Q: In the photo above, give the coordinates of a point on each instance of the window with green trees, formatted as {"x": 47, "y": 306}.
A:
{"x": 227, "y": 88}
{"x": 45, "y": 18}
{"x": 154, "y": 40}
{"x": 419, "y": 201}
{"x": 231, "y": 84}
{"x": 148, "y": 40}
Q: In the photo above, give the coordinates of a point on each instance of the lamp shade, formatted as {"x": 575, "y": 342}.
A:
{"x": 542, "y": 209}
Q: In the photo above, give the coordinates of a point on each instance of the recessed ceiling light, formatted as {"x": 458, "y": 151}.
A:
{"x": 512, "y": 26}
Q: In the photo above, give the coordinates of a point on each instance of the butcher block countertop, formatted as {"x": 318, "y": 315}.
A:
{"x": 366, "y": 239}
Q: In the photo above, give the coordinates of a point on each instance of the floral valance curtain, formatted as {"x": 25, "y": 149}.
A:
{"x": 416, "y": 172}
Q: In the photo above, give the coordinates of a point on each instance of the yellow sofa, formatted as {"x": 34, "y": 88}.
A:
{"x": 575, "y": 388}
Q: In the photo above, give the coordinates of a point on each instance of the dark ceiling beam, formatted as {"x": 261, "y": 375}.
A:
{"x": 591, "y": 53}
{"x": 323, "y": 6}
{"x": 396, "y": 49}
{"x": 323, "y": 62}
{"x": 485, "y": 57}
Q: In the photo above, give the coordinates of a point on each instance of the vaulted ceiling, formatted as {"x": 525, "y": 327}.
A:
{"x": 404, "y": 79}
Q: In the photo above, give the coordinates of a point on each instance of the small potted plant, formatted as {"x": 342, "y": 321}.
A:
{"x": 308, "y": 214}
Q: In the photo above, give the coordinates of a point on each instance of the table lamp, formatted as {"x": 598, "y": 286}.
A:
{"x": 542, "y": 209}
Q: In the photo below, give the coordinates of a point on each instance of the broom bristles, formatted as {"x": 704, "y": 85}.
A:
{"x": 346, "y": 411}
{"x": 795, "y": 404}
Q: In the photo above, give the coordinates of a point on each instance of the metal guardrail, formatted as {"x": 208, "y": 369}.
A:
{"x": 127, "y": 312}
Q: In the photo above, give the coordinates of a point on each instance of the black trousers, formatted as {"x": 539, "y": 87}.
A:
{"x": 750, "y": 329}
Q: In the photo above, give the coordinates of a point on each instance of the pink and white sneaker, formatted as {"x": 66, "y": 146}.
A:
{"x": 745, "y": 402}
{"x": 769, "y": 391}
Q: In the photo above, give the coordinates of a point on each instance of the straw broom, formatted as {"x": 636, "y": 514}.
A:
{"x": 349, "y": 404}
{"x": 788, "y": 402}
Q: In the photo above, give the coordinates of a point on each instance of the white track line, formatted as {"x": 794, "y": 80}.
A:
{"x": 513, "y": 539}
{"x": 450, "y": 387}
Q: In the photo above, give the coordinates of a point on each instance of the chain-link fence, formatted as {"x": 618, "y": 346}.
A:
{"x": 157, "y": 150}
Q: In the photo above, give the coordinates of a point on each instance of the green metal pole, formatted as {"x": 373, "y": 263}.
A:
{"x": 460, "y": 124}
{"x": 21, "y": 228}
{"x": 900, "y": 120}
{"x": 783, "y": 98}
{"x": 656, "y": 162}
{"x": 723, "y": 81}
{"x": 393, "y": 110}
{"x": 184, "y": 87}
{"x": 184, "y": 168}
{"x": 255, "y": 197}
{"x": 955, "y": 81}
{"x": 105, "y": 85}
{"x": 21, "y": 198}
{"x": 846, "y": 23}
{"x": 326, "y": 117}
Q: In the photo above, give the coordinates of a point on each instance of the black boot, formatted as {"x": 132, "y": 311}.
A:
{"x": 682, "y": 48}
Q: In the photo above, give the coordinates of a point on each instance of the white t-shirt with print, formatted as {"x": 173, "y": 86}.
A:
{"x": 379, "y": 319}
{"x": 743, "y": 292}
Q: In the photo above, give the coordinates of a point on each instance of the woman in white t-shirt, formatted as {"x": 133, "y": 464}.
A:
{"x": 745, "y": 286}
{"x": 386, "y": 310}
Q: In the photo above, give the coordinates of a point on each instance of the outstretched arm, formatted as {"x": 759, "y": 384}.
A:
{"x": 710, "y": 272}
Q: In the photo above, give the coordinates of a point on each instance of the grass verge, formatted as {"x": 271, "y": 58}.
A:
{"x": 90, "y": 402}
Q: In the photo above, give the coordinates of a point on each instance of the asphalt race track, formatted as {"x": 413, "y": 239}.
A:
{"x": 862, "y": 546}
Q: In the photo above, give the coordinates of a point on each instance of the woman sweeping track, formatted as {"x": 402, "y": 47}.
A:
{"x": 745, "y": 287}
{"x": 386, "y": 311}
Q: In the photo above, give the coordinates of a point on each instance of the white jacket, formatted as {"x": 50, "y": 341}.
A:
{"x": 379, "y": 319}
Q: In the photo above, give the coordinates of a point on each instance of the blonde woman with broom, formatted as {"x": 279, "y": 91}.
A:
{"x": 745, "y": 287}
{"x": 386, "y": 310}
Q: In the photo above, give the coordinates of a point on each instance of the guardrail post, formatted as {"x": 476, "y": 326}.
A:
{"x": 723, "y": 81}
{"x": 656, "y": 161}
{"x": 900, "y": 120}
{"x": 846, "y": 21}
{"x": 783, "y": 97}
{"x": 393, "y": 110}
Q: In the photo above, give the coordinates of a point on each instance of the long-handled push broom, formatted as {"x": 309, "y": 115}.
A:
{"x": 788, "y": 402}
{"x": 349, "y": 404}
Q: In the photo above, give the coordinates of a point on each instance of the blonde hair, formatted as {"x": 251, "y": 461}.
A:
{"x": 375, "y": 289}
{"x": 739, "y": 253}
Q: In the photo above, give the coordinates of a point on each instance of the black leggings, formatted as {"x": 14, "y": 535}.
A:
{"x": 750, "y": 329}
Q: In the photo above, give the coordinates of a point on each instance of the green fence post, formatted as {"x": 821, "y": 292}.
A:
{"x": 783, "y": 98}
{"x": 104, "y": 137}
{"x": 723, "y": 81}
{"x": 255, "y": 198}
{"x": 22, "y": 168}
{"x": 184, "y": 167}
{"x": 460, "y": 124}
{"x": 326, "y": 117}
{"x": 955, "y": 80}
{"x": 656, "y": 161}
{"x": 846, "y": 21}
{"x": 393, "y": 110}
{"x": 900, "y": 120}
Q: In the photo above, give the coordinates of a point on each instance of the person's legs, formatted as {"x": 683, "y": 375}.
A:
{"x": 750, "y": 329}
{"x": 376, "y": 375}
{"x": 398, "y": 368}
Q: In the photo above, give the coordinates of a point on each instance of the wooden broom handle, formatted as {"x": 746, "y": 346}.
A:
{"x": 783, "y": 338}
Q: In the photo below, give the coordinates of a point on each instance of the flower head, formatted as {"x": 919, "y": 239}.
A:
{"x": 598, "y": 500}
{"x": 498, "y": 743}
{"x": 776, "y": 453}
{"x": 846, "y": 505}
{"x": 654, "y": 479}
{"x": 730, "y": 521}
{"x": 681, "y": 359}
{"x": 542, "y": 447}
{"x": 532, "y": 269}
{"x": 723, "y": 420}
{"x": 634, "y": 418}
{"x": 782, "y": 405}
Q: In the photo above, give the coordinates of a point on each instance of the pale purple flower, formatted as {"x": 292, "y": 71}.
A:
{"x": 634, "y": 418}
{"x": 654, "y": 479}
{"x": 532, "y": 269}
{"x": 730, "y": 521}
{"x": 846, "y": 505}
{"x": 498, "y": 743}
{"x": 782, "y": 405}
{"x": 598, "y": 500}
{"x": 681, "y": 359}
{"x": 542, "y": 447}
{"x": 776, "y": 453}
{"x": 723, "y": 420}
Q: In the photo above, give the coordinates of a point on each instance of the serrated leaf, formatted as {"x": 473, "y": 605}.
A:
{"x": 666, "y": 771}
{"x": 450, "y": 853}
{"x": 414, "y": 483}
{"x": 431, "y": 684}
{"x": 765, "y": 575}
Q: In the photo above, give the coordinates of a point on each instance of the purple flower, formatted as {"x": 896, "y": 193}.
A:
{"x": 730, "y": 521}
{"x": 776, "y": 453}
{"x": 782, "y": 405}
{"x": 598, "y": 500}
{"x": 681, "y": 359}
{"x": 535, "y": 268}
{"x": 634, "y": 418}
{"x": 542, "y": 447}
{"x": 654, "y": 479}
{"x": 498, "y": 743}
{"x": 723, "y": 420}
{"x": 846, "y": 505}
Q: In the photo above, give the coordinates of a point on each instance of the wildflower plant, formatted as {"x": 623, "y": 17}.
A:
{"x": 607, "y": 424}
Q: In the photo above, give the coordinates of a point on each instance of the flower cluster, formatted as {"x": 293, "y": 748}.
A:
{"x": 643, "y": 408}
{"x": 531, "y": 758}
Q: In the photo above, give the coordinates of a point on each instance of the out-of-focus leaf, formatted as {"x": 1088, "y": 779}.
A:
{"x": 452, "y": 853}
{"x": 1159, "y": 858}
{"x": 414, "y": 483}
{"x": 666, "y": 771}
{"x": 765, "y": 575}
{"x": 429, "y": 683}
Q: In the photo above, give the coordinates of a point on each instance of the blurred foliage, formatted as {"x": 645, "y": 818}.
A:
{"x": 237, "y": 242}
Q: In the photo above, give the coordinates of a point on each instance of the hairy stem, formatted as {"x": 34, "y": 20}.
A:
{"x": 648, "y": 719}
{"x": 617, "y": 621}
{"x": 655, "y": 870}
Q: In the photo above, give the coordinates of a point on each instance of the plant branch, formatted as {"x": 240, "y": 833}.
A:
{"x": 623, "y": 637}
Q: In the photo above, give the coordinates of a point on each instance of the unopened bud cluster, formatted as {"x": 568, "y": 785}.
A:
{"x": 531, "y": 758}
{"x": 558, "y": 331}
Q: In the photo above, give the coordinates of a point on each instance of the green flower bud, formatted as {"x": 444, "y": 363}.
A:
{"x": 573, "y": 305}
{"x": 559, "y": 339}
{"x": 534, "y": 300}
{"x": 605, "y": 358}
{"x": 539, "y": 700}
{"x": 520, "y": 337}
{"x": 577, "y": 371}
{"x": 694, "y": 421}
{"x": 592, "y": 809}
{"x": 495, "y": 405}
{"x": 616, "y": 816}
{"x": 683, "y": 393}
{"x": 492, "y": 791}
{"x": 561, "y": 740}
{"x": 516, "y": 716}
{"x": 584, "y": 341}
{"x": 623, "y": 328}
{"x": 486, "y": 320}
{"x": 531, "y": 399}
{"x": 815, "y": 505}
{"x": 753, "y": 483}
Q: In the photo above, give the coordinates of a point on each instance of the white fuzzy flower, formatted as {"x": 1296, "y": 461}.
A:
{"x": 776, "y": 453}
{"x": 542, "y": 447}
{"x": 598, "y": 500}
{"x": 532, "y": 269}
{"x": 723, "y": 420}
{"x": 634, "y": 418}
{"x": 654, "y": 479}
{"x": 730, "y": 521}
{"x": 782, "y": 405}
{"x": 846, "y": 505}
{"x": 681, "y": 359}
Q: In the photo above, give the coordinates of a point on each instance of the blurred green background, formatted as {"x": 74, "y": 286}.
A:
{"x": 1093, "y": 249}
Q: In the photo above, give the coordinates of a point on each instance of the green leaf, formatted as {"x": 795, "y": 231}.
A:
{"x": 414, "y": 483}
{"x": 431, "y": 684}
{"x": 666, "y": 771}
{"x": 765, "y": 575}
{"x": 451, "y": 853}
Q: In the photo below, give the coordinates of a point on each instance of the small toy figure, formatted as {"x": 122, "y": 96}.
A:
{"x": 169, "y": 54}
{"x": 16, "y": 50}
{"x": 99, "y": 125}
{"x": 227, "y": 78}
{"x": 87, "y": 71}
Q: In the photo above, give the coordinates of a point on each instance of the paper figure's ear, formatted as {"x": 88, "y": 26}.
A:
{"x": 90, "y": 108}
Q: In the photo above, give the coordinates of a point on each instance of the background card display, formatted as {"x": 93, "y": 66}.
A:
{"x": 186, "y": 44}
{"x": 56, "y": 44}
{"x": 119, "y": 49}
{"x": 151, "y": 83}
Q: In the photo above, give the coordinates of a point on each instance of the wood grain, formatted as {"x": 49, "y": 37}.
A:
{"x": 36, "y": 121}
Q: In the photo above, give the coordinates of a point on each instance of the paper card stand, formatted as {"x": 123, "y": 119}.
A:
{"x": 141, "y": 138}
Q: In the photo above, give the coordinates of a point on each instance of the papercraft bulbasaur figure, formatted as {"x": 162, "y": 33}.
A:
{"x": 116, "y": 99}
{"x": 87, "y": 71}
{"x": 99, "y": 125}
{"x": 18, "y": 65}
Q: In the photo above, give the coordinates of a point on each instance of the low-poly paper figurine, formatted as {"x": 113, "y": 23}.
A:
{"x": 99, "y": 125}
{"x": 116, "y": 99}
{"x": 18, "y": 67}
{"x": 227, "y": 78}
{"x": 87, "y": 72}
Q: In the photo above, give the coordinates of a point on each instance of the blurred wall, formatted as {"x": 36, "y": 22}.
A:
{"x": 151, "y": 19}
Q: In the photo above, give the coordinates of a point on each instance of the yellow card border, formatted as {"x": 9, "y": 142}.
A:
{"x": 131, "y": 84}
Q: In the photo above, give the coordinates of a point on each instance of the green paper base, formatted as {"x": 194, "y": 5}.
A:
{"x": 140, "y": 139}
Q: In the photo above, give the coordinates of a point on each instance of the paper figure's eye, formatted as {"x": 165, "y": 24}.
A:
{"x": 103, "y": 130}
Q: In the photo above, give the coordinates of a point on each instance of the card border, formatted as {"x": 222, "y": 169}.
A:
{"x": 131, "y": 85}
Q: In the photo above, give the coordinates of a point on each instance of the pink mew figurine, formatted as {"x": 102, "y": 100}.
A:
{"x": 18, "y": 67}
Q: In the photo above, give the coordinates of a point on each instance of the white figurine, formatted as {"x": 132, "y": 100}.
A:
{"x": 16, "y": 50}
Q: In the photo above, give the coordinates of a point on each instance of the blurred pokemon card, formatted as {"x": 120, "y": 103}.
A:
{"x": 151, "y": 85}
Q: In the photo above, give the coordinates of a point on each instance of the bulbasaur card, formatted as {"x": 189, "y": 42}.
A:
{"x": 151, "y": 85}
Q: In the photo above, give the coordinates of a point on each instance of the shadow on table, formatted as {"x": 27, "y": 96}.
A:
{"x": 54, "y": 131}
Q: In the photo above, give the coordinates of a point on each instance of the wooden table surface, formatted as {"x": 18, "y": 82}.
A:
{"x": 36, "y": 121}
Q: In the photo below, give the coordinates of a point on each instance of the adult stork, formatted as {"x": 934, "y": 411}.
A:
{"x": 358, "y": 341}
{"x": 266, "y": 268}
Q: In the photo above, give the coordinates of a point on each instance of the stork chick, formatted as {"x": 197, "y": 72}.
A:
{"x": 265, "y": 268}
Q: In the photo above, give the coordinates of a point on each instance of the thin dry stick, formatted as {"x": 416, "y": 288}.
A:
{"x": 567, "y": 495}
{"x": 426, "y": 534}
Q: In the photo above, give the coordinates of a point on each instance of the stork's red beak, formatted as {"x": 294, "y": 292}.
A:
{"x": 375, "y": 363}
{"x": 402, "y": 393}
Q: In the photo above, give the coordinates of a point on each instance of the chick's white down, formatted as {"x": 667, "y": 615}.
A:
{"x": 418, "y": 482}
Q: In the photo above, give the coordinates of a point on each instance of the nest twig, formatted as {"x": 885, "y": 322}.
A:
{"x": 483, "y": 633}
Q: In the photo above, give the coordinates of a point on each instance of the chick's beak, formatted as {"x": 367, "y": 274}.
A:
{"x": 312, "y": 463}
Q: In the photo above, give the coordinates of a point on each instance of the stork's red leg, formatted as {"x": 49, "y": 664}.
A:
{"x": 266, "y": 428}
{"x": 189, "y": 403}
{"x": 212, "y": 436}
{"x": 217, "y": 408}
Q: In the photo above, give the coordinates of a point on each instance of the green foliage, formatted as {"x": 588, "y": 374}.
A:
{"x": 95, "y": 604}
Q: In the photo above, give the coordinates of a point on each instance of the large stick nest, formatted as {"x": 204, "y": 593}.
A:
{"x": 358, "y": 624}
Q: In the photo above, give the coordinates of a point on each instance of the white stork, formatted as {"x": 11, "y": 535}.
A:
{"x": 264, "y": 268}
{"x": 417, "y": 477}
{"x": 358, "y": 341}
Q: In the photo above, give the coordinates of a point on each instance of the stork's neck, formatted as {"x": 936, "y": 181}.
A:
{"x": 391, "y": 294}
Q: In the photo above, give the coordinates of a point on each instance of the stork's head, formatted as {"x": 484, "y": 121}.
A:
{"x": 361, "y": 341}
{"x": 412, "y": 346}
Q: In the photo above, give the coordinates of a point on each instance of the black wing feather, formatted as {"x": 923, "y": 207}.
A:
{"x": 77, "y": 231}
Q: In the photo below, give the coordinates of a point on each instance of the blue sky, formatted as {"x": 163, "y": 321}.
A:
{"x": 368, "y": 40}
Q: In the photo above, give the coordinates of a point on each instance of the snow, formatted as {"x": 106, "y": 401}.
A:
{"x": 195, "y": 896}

===============

#### What the task requires
Beginning at the line that contains "of the thin", retype each line of the listing up to and including the last one, exactly as it stands, and nothing else.

#### Solution to this task
Q: In the photo above, give the coordinates of a point on each instance of the thin dry stick, formatted as {"x": 416, "y": 288}.
A:
{"x": 567, "y": 495}
{"x": 426, "y": 534}
Q: In the photo above, give the coordinates of a point on each instance of the stork's red beak, formatted as {"x": 294, "y": 292}.
A:
{"x": 375, "y": 363}
{"x": 402, "y": 393}
Q: In the photo above, give the coordinates of a point on each instance of the chick's white down, formatted as {"x": 667, "y": 615}.
A:
{"x": 418, "y": 482}
Q: In the photo above, give the coordinates of a point on each instance of the nest twig, formatted as {"x": 885, "y": 322}.
A:
{"x": 483, "y": 633}
Q: In the photo above, give the coordinates of a point on each instance of the chick's beak, formatted as {"x": 367, "y": 274}.
A:
{"x": 312, "y": 463}
Q: In the photo above, give the coordinates of a point on each instance of the stork's red leg, formatted as {"x": 49, "y": 664}.
A:
{"x": 266, "y": 428}
{"x": 189, "y": 403}
{"x": 212, "y": 436}
{"x": 217, "y": 408}
Q: In the photo above, give the coordinates of a point on each instance of the green foliage, formatted as {"x": 588, "y": 374}.
A:
{"x": 95, "y": 604}
Q: In the photo above, give the coordinates of a point on each instance of the large stick nest, formatted as {"x": 204, "y": 593}.
A:
{"x": 358, "y": 624}
Q: In the photo above, give the coordinates of a point on each instance of the white stork, formatted as {"x": 11, "y": 535}.
A:
{"x": 264, "y": 268}
{"x": 417, "y": 477}
{"x": 358, "y": 341}
Q: In the photo above, give the coordinates of a point on each instance of the stork's neck, formatted as {"x": 936, "y": 181}.
A:
{"x": 391, "y": 294}
Q: In the photo above, give the coordinates of a point on each instance of the stork's head, formatted as {"x": 484, "y": 121}.
A:
{"x": 361, "y": 341}
{"x": 412, "y": 346}
Q: In the photo above, give the coordinates of a point on each instance of the black wing feather, formatted as {"x": 923, "y": 207}.
A:
{"x": 77, "y": 231}
Q: In the photo below, give the coordinates of a point on each instance of the blue sky, formatted as {"x": 163, "y": 321}.
A:
{"x": 368, "y": 40}
Q: In the photo above, give the coordinates of a point on each instance of the snow, formatted as {"x": 106, "y": 401}.
A:
{"x": 195, "y": 896}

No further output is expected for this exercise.